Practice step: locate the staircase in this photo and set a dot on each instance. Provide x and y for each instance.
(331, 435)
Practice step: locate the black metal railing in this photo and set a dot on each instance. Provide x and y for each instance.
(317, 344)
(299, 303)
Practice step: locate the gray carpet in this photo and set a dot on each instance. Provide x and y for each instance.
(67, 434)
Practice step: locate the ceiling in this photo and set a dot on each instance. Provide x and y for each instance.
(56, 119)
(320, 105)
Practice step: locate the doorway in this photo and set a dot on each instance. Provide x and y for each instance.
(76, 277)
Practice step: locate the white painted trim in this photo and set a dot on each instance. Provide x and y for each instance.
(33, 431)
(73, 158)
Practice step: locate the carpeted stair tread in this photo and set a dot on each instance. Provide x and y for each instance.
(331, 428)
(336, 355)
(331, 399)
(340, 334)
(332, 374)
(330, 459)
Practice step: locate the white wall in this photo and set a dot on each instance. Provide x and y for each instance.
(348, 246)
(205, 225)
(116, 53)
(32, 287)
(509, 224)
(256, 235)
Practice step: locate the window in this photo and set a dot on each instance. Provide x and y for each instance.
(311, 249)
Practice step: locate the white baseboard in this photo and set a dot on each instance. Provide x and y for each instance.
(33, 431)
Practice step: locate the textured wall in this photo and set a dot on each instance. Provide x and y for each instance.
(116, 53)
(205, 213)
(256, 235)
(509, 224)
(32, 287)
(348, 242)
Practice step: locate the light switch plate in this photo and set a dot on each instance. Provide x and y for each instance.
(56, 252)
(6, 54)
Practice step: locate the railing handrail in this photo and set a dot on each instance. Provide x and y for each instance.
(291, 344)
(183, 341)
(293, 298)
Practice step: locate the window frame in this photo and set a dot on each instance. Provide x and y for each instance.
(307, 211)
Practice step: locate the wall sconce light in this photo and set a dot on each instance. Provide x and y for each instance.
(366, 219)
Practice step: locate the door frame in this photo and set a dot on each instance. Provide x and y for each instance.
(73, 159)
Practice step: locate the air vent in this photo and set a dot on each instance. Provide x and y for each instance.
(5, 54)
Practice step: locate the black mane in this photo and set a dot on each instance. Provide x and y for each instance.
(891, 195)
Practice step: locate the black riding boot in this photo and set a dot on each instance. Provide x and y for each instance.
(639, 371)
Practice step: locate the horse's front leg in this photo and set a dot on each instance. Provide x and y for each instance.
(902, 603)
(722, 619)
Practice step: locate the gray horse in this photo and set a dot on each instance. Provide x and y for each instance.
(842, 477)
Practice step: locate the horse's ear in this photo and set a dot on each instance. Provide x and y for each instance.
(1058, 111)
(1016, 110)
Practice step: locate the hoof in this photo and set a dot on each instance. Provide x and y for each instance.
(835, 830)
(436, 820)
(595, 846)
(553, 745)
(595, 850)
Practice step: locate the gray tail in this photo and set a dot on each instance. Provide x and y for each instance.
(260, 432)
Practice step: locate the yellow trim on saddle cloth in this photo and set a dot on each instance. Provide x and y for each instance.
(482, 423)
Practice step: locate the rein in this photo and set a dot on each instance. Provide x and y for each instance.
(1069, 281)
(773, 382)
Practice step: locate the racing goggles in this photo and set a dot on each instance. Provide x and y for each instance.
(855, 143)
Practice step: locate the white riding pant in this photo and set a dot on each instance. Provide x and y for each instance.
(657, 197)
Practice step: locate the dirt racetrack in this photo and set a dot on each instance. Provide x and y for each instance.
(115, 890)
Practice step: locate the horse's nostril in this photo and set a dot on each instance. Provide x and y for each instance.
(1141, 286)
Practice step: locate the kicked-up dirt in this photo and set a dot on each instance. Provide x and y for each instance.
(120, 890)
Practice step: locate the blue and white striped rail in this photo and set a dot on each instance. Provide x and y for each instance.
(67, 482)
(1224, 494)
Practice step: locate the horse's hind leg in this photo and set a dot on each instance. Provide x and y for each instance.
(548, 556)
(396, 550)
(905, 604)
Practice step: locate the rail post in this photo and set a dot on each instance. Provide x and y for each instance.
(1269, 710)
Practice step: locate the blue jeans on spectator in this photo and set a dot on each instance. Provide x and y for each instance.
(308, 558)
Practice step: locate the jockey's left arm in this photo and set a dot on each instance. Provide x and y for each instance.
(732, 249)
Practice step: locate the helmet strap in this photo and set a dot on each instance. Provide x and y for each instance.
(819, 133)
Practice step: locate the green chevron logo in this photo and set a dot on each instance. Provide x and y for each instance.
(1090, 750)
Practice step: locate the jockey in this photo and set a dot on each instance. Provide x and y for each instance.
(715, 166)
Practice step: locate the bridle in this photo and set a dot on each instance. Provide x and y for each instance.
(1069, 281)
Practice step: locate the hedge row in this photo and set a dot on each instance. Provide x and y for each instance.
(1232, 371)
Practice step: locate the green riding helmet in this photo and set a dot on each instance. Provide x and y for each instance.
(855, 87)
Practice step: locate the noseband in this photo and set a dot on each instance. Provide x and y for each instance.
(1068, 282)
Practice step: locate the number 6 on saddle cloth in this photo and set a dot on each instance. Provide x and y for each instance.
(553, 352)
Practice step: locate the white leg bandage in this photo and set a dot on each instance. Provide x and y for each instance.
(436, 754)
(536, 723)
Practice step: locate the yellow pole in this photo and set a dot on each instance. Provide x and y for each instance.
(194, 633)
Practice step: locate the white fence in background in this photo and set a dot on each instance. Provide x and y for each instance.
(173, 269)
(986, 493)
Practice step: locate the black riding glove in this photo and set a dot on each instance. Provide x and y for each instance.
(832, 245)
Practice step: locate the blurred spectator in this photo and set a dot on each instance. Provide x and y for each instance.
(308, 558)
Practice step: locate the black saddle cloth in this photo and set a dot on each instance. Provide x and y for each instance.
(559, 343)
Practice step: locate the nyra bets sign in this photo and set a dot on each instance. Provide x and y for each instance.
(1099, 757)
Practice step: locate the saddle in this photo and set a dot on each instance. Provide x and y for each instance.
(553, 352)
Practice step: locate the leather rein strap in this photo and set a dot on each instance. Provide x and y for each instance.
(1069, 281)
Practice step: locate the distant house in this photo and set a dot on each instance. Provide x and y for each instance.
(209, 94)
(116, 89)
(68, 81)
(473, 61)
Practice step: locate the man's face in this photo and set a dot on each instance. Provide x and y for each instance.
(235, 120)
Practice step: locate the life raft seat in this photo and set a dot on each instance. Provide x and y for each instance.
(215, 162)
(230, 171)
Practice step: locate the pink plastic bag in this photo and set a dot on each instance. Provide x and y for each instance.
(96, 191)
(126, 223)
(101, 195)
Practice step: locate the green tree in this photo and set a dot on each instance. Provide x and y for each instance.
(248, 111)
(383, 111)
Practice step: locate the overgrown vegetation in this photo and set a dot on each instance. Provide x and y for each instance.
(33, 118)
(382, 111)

☆ ☆ ☆ ☆ ☆ ☆ ☆

## What the task requires
Reproduce every entry above verbatim, with no changes.

## Exercise response
Practice step: locate the staircase in this photo and set a dot on each instance. Provide x and y for each instance.
(331, 435)
Practice step: locate the black metal railing in this photo and set a dot on each instance. Provide x and y for each instance.
(317, 344)
(299, 303)
Practice step: locate the gray carpet in this photo and set a dot on each instance. Provide x and y for each instance.
(67, 434)
Practice step: locate the ceiling in this photo and set a dot on each instance. Provide x and y for each instance.
(56, 119)
(320, 105)
Practice step: locate the doorway in this photo and set a dot on each instance. Provide x and y for each instance.
(76, 277)
Practice step: locate the white painted trim in this photo and set a dot on each instance. Provide x and y for each instance.
(33, 431)
(73, 158)
Practice step: locate the carpeted stair tread in this photo and set a dot on each instance. Provide x and y for each instance.
(331, 428)
(336, 355)
(331, 399)
(340, 334)
(332, 374)
(330, 459)
Practice step: locate the white wall in this photo and set a dot on each instance. Provide x and y for each instance.
(348, 246)
(205, 225)
(116, 53)
(32, 287)
(509, 224)
(256, 235)
Practice step: locate the window in this photo and set a dot on each instance. Provide x and y for each instance.
(311, 249)
Practice step: locate the white baseboard in this photo and set a dot on each instance. Provide x and y for each instance.
(33, 431)
Practice step: locate the textured wall in this photo and set a dot on each instance. Provide x and y for each instance.
(116, 53)
(205, 213)
(256, 235)
(509, 224)
(32, 287)
(348, 242)
Practice step: locate the light switch plate in this photo and set a dot on each instance. Provide x and y for each instance.
(56, 252)
(6, 54)
Practice step: locate the railing handrail in this photo and set a dot on each instance. Provide x and y for each instance.
(291, 344)
(183, 341)
(293, 298)
Practice step: locate the window frame in this photo and set a dot on each instance. Provide x and y for each instance.
(307, 211)
Practice step: locate the wall sconce light in this photo and set a dot on each instance. Provide x and y for each instance.
(366, 219)
Practice step: locate the door frame in this photo and set a dot on each instance. Provide x and y for each instance.
(73, 159)
Practice step: locate the air vent in this photo and set a dot on each instance. Provide x and y for each instance.
(5, 54)
Practice step: locate the black mane in this photo and set a dot on each instance. Provide x and y for each instance.
(891, 195)
Practice step: locate the black riding boot in this photo and set a dot on each instance. Provide x and y for each instance.
(639, 371)
Practice step: locate the horse's front leg in this photo and set a dot on each instance. Provide x and y for each instance.
(902, 603)
(722, 619)
Practice step: locate the gray horse in this photo and set a dot on each instance. Provide x and y for each instance.
(842, 477)
Practice step: locate the horse's ear in this photo and set a dot on each instance. Provide x and y for each instance.
(1058, 111)
(1016, 110)
Practice step: locate the hoof in this photo and set a dot on each instance. Provide x and y for each instance.
(835, 830)
(436, 820)
(595, 846)
(553, 745)
(595, 850)
Practice step: locate the gray tail in this photo and set a dot on each instance. Provide x and y for each instance.
(260, 432)
Practice step: locate the yellow trim on saddle cloth in this photo and set a dot on each instance. Provide x and y for each instance.
(482, 423)
Practice step: locate the rein in this photo and set a dot on each instance. Provide x and y for each instance.
(1069, 281)
(773, 382)
Practice step: locate the racing goggles in this photo and set a dot on each instance. Provide x and y for each instance.
(855, 143)
Practice step: locate the white riding pant in this photo and set a dot on each instance. Provide x and y for each instance.
(657, 197)
Practice step: locate the dirt racetrack in this photo and set a dot on each instance. Provide x and y for each instance.
(115, 890)
Practice step: locate the horse's nostril in this photo and set a dot on each instance. Provide x and y for each instance.
(1141, 286)
Practice step: locate the kicked-up dirt in this photo and set a dot on each instance. Provide x and y for each instance.
(120, 890)
Practice step: locate the blue and white striped rail in this photo and set a dot on each instance. Provide x and y for each instance.
(67, 482)
(1224, 494)
Practice step: locate the horse's hind leg in this photo and set a dot on each instance. Provide x and y for each instance.
(548, 556)
(396, 550)
(905, 604)
Practice step: locate the rail post in this photo and set a dot on each instance. Provide x and y for each instance.
(1269, 710)
Practice step: locate the blue jeans on spectator in this photo and set a dot on each instance. Provide x and y for each instance.
(308, 558)
Practice step: locate the jockey's left arm in this photo and set a dot on each instance. Provide x and y for each instance.
(732, 249)
Practice step: locate the helmet strap in this photo and set a dot on each instance. Provide x and y for each instance.
(819, 133)
Practice step: locate the green chevron logo in this photo and set a dot on each instance. Provide x and y for each instance.
(1090, 750)
Practice step: locate the jockey in this photo and set a dot on each instance. Provide x and y for each instance.
(715, 166)
Practice step: locate the bridle in this photo and set a dot on each instance. Provide x and y for each instance.
(1069, 281)
Practice step: locate the hedge row in this photo and set a dot on each instance. Provide x and y for each instance.
(1232, 371)
Practice step: locate the green riding helmet in this photo and set a dot on each instance. Provide x and y for each instance.
(855, 87)
Practice step: locate the noseband in this photo and set a dot on each instance. Provide x and y for each instance.
(1068, 282)
Practice step: locate the number 6 on saddle cloth in this photo and set a dot on each instance. Provide x and y for each instance.
(553, 352)
Practice step: locate the white leg bandage in this photo and set a dot on each instance. Provide x and y for each instance.
(436, 754)
(536, 723)
Practice step: locate the yellow pole in this photo and set a dot on each instance. Provide x and y for each instance.
(194, 633)
Practice step: locate the white fence in background in this photo and set a dot on each instance. Provide x and y for each instance.
(173, 269)
(986, 493)
Practice step: locate the black riding glove in this photo and set a dot on each instance. Provide x and y for each instance.
(832, 245)
Practice step: locate the blurred spectator in this photo and set a dot on each instance. Provide x and y for each instance.
(308, 558)
Practice step: locate the black saddle cloth in this photo and set a dot on each instance. Provide x and y for each instance.
(559, 343)
Practice step: locate the nyra bets sign in this photo and set a dot on each instance. Provide x and y for each instance.
(1099, 757)
Practice step: locate the saddle in this photo and set a dot on each instance. Provide x and y for each instance.
(553, 352)
Practice step: locate the leather rein strap in this photo and set a dot on each instance. Provide x and y for each instance.
(1069, 281)
Practice step: locate the distant house in this photo and set a dot on each instance. Provide x and y for each instance.
(209, 94)
(116, 89)
(68, 81)
(473, 61)
Practice step: locate the man's face in this photo and set a dot on each instance. Provide x and y for each instance.
(235, 120)
Practice step: locate the life raft seat in this photo and set a dot on each instance. Provide x and y for each instance.
(215, 162)
(230, 171)
Practice step: locate the pink plastic bag in this photo and set a dot on each instance. Provide x and y for each instance.
(96, 191)
(126, 223)
(101, 195)
Practice step: locate the green tree in this photo and set a dot on each instance. Provide x and y for each instance.
(248, 111)
(383, 111)
Practice step: locate the overgrown vegetation in this photo and set a dot on each instance. Provide x and y for each instance.
(33, 118)
(382, 111)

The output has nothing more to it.